* GIVEN REQUEST
Return the records word for word, from their beginning through the line containing "M175 111L176 78L184", including both ends. Leave the pictures out.

:::::

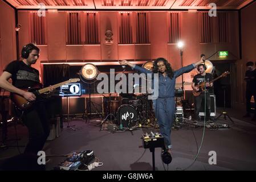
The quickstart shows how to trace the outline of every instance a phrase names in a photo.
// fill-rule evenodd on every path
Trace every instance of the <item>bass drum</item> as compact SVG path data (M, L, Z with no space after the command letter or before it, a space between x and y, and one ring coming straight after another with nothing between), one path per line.
M131 128L136 125L138 113L133 106L123 104L118 108L116 117L117 126L123 125L123 127Z

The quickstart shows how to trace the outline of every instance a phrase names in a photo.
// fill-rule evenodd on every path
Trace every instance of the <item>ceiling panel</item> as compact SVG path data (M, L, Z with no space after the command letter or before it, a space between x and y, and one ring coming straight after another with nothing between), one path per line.
M2 1L2 0L1 0ZM239 9L253 0L5 0L18 9Z

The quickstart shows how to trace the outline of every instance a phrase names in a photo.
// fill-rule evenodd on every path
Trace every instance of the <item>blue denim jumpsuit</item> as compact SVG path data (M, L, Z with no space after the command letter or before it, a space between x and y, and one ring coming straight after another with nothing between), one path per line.
M175 111L176 78L184 73L190 72L194 68L194 65L192 64L174 71L172 79L167 76L164 77L162 74L159 75L159 97L153 100L153 105L160 133L164 136L165 146L168 148L172 148L170 136ZM137 65L135 65L133 69L145 74L153 73L152 72Z

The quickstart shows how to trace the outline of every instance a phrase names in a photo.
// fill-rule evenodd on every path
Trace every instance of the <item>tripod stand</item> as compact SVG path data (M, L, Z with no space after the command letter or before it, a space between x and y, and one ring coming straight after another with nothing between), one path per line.
M97 107L95 106L95 104L93 102L91 101L91 84L89 84L89 102L87 103L87 104L86 105L86 108L84 110L84 113L83 113L83 115L82 115L82 118L84 118L84 115L86 114L87 114L87 117L86 117L86 122L87 122L87 119L89 118L89 119L91 119L91 105L92 105L92 106L94 107L94 108L96 109L96 111L97 113L99 113L99 111L97 109ZM89 113L88 113L88 110L89 110Z
M75 131L76 130L75 128L74 128L74 127L75 125L70 125L70 111L69 111L69 107L68 107L68 96L67 94L67 97L66 97L66 100L67 100L67 125L66 127L64 127L65 128L67 128L67 129L72 129L73 131Z
M232 119L231 119L231 118L227 114L227 112L226 111L226 86L222 86L222 88L223 88L223 90L224 92L224 111L222 111L221 112L221 114L216 118L216 120L223 115L224 116L225 120L227 120L226 117L227 117L229 119L230 119L230 121L234 123L234 121L232 120Z

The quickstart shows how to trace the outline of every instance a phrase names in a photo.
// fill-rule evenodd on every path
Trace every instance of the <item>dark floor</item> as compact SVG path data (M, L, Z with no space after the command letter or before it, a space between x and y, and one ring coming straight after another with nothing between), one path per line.
M229 129L212 130L206 127L204 133L203 127L186 125L173 130L173 160L168 169L255 170L256 122L251 121L250 118L246 121L242 117L243 113L232 110L228 111L234 123L229 120L225 121L222 117L216 121L216 124L227 124ZM100 131L100 121L97 119L88 122L73 119L70 125L75 125L76 130L63 129L59 138L47 142L44 151L46 155L60 155L74 151L93 150L99 161L104 164L92 169L95 171L152 169L152 153L149 150L140 146L142 145L143 133L153 130L153 127L112 133L107 130ZM64 123L64 126L66 125L67 123ZM198 123L198 126L201 125ZM13 126L9 127L8 134L9 139L15 138ZM17 134L21 138L19 144L25 145L27 140L26 127L19 125ZM8 142L7 144L14 145L16 143ZM24 150L23 147L19 148L21 152ZM199 155L193 163L198 148ZM208 163L210 157L208 154L211 151L217 154L216 165ZM16 147L1 148L0 163L18 154ZM47 170L52 169L64 159L51 157L46 164ZM155 162L156 170L167 169L167 166L164 166L161 162L160 148L156 149Z

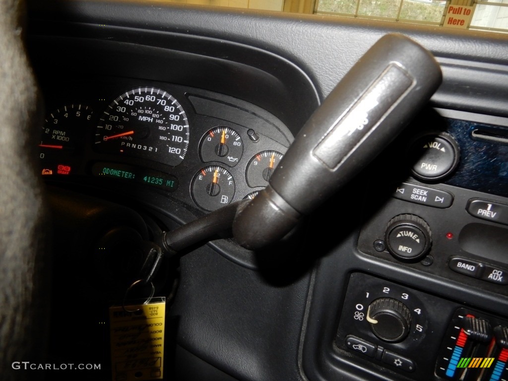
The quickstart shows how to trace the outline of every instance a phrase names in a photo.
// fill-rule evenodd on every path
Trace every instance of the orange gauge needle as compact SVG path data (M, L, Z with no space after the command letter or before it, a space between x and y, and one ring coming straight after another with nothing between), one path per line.
M219 192L220 192L219 184L217 183L217 181L218 180L218 177L217 176L218 171L218 170L216 169L215 172L213 172L213 180L212 180L212 183L210 184L209 188L207 188L207 192L208 192L210 196L217 196Z
M128 131L127 132L123 132L121 134L117 134L116 135L111 135L111 136L105 136L103 138L103 140L106 141L106 140L109 140L110 139L114 139L115 138L119 138L120 136L125 136L126 135L132 135L134 133L134 131Z
M52 145L51 144L39 144L39 147L44 147L45 148L57 148L58 149L62 149L64 148L64 146L62 145Z

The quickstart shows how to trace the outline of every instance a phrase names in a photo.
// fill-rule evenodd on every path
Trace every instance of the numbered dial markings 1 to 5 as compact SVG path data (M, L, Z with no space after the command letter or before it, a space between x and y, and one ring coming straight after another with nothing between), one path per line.
M426 319L421 302L398 288L377 286L357 299L351 313L357 322L365 322L384 341L397 342L409 335L418 339L425 333Z
M160 89L143 87L125 92L99 119L96 147L176 166L187 152L189 124L181 105Z
M243 153L240 135L229 127L216 127L203 137L199 147L201 160L220 162L230 167L238 164Z
M198 205L206 210L215 210L231 202L235 180L221 167L207 167L196 174L190 189Z
M42 174L71 174L76 149L92 114L88 106L76 104L64 106L47 116L39 144Z

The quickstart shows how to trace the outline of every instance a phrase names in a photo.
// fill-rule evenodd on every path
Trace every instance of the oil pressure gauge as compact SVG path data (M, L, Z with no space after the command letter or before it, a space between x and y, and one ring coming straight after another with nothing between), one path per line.
M238 164L243 146L238 133L229 127L216 127L203 137L200 154L203 162L220 162L230 167Z
M235 180L221 167L207 167L194 176L190 191L196 203L212 211L227 205L235 195Z

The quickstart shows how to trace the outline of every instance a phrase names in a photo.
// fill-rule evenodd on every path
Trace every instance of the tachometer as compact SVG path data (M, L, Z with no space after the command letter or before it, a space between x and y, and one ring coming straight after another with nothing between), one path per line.
M99 119L96 147L169 166L181 163L189 143L189 124L181 105L155 87L134 89L108 106Z

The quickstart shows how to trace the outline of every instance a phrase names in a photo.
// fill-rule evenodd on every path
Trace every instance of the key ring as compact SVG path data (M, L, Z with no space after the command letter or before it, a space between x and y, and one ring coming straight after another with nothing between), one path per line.
M138 308L137 309L133 310L127 309L127 308L125 308L125 300L127 300L127 295L129 294L129 291L130 291L131 290L132 290L132 289L133 289L133 287L134 287L135 286L136 286L137 284L139 284L141 282L143 282L143 279L138 279L137 280L136 280L136 281L135 281L134 283L133 283L131 285L130 285L129 287L129 288L127 289L127 291L125 291L125 293L123 295L123 300L122 300L122 308L123 309L123 310L125 311L126 312L137 312L138 311L140 310L139 308ZM151 288L151 288L151 291L150 292L150 296L148 296L148 297L146 298L146 300L145 300L142 303L143 304L148 304L150 302L150 301L152 300L152 298L153 297L153 294L155 294L155 286L153 285L153 283L152 282L150 282L150 285L151 286Z

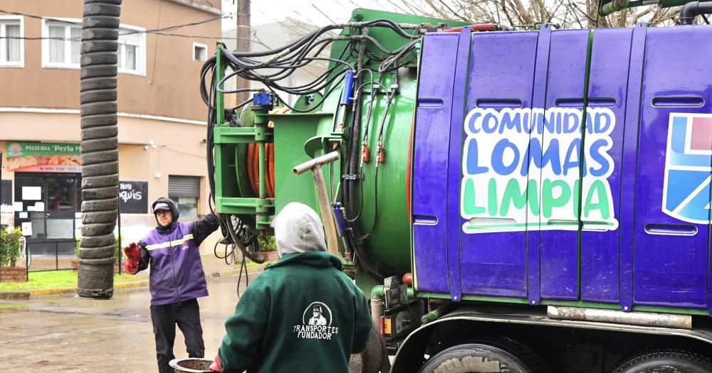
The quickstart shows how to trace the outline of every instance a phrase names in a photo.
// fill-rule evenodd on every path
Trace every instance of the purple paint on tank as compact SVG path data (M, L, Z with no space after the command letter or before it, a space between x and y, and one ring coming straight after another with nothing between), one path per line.
M588 49L588 30L563 30L551 32L551 41L549 48L548 76L547 77L546 99L545 108L547 110L555 108L559 105L565 105L573 109L583 109L584 87L586 76L586 56ZM581 99L580 101L567 100L567 99ZM559 105L557 104L559 103ZM570 104L567 104L570 103ZM533 134L533 136L534 136ZM559 141L560 135L544 132L539 136L542 148L553 148L559 146L560 163L564 162L567 151L565 148L567 141ZM577 136L581 140L580 134ZM540 289L543 299L560 299L575 301L578 299L578 232L577 225L574 226L575 230L548 230L547 221L560 221L577 222L575 216L572 216L572 212L568 209L555 208L554 203L547 203L547 200L553 199L543 198L543 185L545 179L550 177L555 180L566 180L568 185L572 185L571 181L578 180L580 168L573 167L566 171L563 175L553 175L550 168L544 171L531 167L530 169L540 173L538 200L541 201L542 208L539 215L539 222L541 225L539 234L539 261L540 271ZM530 172L531 173L531 171ZM536 176L536 175L534 175ZM557 188L560 189L560 188ZM569 189L570 193L575 192ZM553 190L552 194L564 193ZM578 204L576 204L578 205ZM572 207L576 208L573 204ZM550 210L550 215L547 217L545 210ZM572 220L572 219L574 220ZM546 220L545 220L546 219ZM530 249L534 249L530 247Z
M413 247L420 291L448 292L448 151L458 33L423 42L413 156Z
M546 73L549 70L549 50L551 48L551 26L542 25L537 41L536 63L534 70L534 92L532 95L532 107L543 108L546 99ZM529 180L535 175L529 173ZM535 179L537 180L537 179ZM533 193L528 190L528 193ZM528 201L528 205L530 204ZM529 222L528 220L527 222ZM539 255L538 228L527 230L527 297L531 304L538 304L541 299L541 271Z
M476 107L531 107L538 34L503 32L473 35L467 112ZM461 158L458 161L460 160ZM475 188L486 193L483 188L487 185ZM459 222L449 229L457 229L461 235L463 293L526 297L526 233L466 234L462 232L462 225L469 222L461 218Z
M616 126L610 134L613 146L608 152L614 166L608 180L613 197L613 213L617 219L619 217L621 204L623 130L632 40L631 28L596 29L593 31L591 50L589 106L609 107L615 115ZM587 225L584 225L580 242L582 301L619 301L619 222L617 229L606 231L587 229Z
M636 183L636 305L708 306L709 225L688 222L664 213L662 196L671 114L712 112L711 31L709 27L694 26L647 31ZM685 97L701 97L703 104L688 105L671 99ZM663 98L670 104L654 104L666 102ZM707 166L705 172L708 173L712 164ZM686 178L676 180L676 188L690 186L691 190L695 190L696 185L686 185L696 183L693 178ZM708 203L709 195L703 198L699 208ZM689 233L694 230L696 234Z
M450 119L450 146L448 164L448 279L450 298L462 299L461 275L460 272L460 179L462 168L462 123L464 117L468 62L470 59L471 33L466 28L459 33L457 46L457 60L455 70L455 87L453 90L452 117Z

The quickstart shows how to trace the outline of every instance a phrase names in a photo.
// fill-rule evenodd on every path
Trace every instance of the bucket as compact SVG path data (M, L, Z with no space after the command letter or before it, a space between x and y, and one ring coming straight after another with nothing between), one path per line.
M210 372L210 364L212 360L208 359L173 359L168 362L176 373L207 373Z

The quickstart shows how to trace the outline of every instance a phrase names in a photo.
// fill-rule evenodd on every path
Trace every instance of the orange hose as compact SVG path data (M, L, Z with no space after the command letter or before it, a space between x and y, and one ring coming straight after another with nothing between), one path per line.
M270 112L270 114L286 114L290 110L288 108L280 108ZM274 128L274 122L270 121L267 124L269 128ZM255 195L260 194L260 163L259 163L259 148L256 144L249 144L247 145L247 177L250 181L250 186ZM274 144L265 144L265 179L266 190L268 198L274 198Z

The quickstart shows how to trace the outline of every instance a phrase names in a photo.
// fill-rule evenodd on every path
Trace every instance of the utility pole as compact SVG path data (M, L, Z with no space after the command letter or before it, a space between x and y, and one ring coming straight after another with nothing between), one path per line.
M237 0L237 43L236 50L238 52L249 52L252 49L252 28L250 21L250 0ZM239 77L236 78L237 89L249 88L250 82ZM248 92L238 93L237 103L248 99Z

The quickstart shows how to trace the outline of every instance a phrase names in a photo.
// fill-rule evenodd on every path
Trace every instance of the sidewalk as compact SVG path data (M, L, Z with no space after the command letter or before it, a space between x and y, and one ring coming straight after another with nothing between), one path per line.
M233 265L228 265L225 259L215 256L215 254L210 252L201 253L201 261L203 262L203 270L205 272L205 279L210 281L212 279L220 277L229 277L240 274L240 262L238 261ZM262 264L256 264L248 261L247 270L249 274L259 273L264 269L265 266L268 264L266 261ZM244 274L243 274L244 275ZM142 271L135 276L135 281L115 283L114 291L122 291L135 288L143 288L148 286L149 271ZM74 286L35 289L27 291L8 291L0 292L0 300L11 299L27 299L30 296L41 296L61 294L73 294L76 293L77 289Z

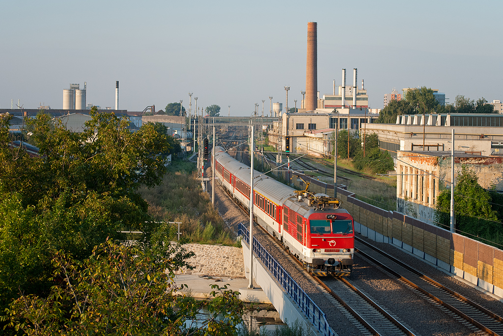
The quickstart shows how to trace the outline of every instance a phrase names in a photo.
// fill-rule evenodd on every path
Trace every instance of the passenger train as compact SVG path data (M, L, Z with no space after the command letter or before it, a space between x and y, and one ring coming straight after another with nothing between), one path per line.
M215 176L232 197L249 209L250 167L221 147L215 150ZM310 272L323 276L351 273L354 221L338 200L298 191L254 171L255 221L277 239ZM306 190L307 191L307 190ZM315 200L330 200L320 206Z

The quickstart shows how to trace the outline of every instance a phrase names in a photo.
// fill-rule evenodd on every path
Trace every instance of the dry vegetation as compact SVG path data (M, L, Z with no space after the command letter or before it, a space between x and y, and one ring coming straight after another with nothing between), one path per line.
M195 168L194 163L174 161L162 184L140 189L149 214L157 221L181 222L182 235L192 242L235 245L210 196L203 191Z

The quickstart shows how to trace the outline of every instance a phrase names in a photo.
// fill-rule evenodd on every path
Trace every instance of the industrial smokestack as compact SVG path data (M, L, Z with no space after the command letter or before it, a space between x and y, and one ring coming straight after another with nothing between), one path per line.
M115 109L119 109L119 81L115 81Z
M306 99L304 107L314 111L318 107L318 69L316 23L307 23L307 57L306 62Z
M341 107L344 108L346 107L346 69L343 69L343 87L342 87L342 102Z
M353 108L356 108L356 91L358 87L356 86L356 68L353 69Z

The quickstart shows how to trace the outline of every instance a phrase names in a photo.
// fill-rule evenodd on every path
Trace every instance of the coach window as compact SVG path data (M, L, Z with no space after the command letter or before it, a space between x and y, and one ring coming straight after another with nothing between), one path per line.
M288 231L288 209L283 207L283 230Z

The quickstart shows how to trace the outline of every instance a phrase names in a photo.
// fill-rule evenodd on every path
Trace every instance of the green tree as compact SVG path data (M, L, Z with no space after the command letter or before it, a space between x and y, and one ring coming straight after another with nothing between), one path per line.
M480 237L503 243L503 225L496 222L497 212L492 209L491 195L478 184L478 177L472 169L462 166L454 187L456 229L471 238ZM439 225L450 226L451 191L445 190L437 198L435 214ZM500 218L499 218L500 220Z
M0 306L19 292L40 294L51 285L56 251L78 260L122 228L143 229L147 204L136 192L161 181L165 137L151 125L132 133L127 119L90 111L82 133L29 121L40 156L10 146L8 119L0 120Z
M174 154L182 151L182 147L180 146L180 141L177 139L175 139L172 136L170 135L167 133L167 128L166 128L162 123L151 123L149 122L148 124L153 125L154 130L160 135L164 135L166 137L167 141L167 152L164 154Z
M475 104L475 113L494 113L494 106L487 102L483 97L479 98Z
M182 105L179 102L170 102L166 105L164 108L164 114L166 116L180 116L180 106ZM185 113L185 107L182 106L182 115Z
M22 295L4 319L28 335L234 334L243 308L238 293L213 285L211 296L221 295L211 301L175 296L181 287L174 271L191 269L186 260L194 254L153 242L126 246L109 240L83 262L58 252L57 281L49 295ZM195 326L203 306L212 316Z
M220 106L213 104L206 107L206 112L210 117L220 116Z
M362 149L358 132L341 130L337 136L337 154L343 159L348 157L348 142L349 139L349 157L354 158Z
M413 115L415 113L414 108L406 100L391 100L379 114L376 123L394 124L396 116L402 115Z

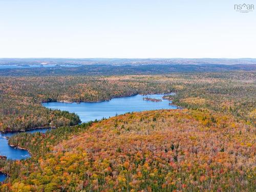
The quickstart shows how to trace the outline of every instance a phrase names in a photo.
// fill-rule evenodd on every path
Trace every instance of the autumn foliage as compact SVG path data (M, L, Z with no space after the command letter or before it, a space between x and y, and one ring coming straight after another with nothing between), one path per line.
M27 165L29 173L21 166L19 179L13 179L10 188L5 184L2 188L17 191L22 186L45 191L252 191L253 131L253 127L231 117L207 110L126 114L72 134L49 146L50 151L43 157L33 152L38 163ZM24 134L11 141L20 145L27 137L29 134ZM41 145L50 143L46 139L48 134L37 134L27 140L27 146L33 146L42 137Z

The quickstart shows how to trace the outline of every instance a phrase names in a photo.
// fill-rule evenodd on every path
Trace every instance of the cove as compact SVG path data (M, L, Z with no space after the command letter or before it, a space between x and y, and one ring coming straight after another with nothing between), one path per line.
M127 112L161 109L176 109L177 107L169 105L169 101L162 99L163 94L155 94L115 98L110 101L102 102L81 102L80 103L64 103L51 102L42 103L42 105L51 109L67 111L77 114L82 122L86 122L102 118L109 118ZM161 99L160 102L143 100L143 98ZM49 129L38 129L26 131L27 133L45 133ZM27 150L21 150L10 146L7 137L12 137L20 132L0 132L0 155L7 157L7 159L20 160L30 157ZM6 178L7 176L0 172L0 181Z

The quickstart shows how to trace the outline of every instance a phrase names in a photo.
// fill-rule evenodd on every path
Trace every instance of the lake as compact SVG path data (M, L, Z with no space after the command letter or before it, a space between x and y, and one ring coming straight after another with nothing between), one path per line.
M60 102L42 103L42 104L51 109L59 109L75 113L79 115L83 122L95 119L109 118L116 115L123 114L127 112L140 112L160 110L163 109L176 109L177 107L169 105L169 101L162 99L163 94L141 95L116 98L109 101L99 102L82 102L67 103ZM143 98L149 97L152 98L162 99L161 102L152 102L143 100Z
M123 114L127 112L160 109L176 109L175 106L169 105L169 101L162 99L163 94L141 95L116 98L110 101L102 102L81 102L67 103L59 102L42 103L42 105L51 109L68 111L77 114L82 122L95 119L100 120L103 117L109 118L116 115ZM143 99L144 97L162 99L161 102L153 102ZM49 129L42 129L31 130L27 133L45 133ZM19 160L30 157L26 150L20 150L8 145L8 140L4 137L11 137L20 132L0 132L0 155L7 156L8 159ZM0 173L0 178L5 178L6 176ZM1 181L1 180L0 180Z
M0 182L4 181L7 177L7 176L6 175L0 172Z

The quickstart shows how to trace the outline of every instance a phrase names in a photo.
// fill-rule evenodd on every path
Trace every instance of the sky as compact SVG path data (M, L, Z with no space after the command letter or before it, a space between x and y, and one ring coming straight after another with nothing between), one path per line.
M256 58L251 0L0 0L0 58Z

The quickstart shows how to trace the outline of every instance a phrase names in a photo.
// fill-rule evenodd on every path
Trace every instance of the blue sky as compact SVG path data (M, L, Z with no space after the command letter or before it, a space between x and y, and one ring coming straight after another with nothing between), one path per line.
M256 57L256 1L0 0L0 57Z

:::::

* OUTPUT BELOW
The quickstart shows how to trace the outline of every instance a phrase names in a photo.
// fill-rule evenodd on every path
Trace every instance of the <item>bass drum</item> as compact SVG path data (M, L, Z with no space after the command letter or before it, a space between x and y, and one ring coming straight after another with nothing between), one path per line.
M131 128L136 125L138 113L133 106L123 104L118 108L116 117L117 126L123 125L123 127Z

The quickstart shows how to trace the outline of every instance a phrase names in a photo.
// fill-rule evenodd on every path
Trace every instance of the <item>ceiling panel</item> as compact SVG path data (M, L, Z with no space after the command letter or before it, a space between x and y, and one ring coming straight after another with nothing between), one path per line.
M2 1L2 0L1 0ZM239 9L253 0L5 0L18 9Z

The quickstart shows how to trace the outline of every instance a phrase names in a photo.
// fill-rule evenodd on every path
Trace every instance of the <item>blue denim jumpsuit</item> as compact SVG path data (M, L, Z with no space after the command letter or before it, a space between x and y, and one ring coming straight after another with nothing between), one path per line.
M175 111L176 78L184 73L190 72L194 68L194 65L192 64L174 71L172 79L167 76L164 77L162 74L159 75L159 97L153 100L153 105L160 133L164 136L165 146L168 148L172 148L170 136ZM137 65L135 65L133 69L145 74L153 73L152 72Z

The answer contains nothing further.